_WHAT NEEDS TO BE DONE:_ The required result is each line of the entries below containing the string "locate".

Point-per-instance localization data
————————

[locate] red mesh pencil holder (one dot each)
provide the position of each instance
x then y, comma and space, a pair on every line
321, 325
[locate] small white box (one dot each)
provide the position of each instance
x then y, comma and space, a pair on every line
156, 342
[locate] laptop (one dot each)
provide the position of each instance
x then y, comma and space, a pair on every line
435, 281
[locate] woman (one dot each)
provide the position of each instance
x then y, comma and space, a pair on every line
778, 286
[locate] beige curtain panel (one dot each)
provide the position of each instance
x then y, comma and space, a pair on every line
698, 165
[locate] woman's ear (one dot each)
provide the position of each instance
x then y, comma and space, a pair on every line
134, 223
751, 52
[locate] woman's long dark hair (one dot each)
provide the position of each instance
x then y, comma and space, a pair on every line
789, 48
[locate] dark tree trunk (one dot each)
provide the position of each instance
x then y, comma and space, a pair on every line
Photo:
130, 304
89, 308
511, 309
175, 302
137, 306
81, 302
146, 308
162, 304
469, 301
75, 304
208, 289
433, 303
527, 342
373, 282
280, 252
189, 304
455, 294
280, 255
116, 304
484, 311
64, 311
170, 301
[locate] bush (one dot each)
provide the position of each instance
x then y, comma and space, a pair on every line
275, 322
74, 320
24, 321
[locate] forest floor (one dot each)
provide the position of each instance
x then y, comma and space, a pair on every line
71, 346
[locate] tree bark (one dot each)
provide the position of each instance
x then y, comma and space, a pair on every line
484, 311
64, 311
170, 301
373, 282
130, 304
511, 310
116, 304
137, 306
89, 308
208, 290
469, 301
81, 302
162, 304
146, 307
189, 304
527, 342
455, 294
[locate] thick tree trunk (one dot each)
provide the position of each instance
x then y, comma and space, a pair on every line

————————

_ANSWER TO THE EXERCISE:_
[locate] red mesh pencil holder (one dot each)
[locate] small white box (one dot each)
[locate] laptop (one dot each)
[locate] woman (one dot each)
[locate] beige curtain panel (one dot each)
[locate] woman's ear (one dot each)
[locate] woman's long dark hair (one dot each)
[locate] dark tree trunk (one dot each)
[locate] bush (one dot each)
[locate] forest floor (one dot each)
[locate] tree bark (one dot each)
[locate] thick tree trunk (one dot each)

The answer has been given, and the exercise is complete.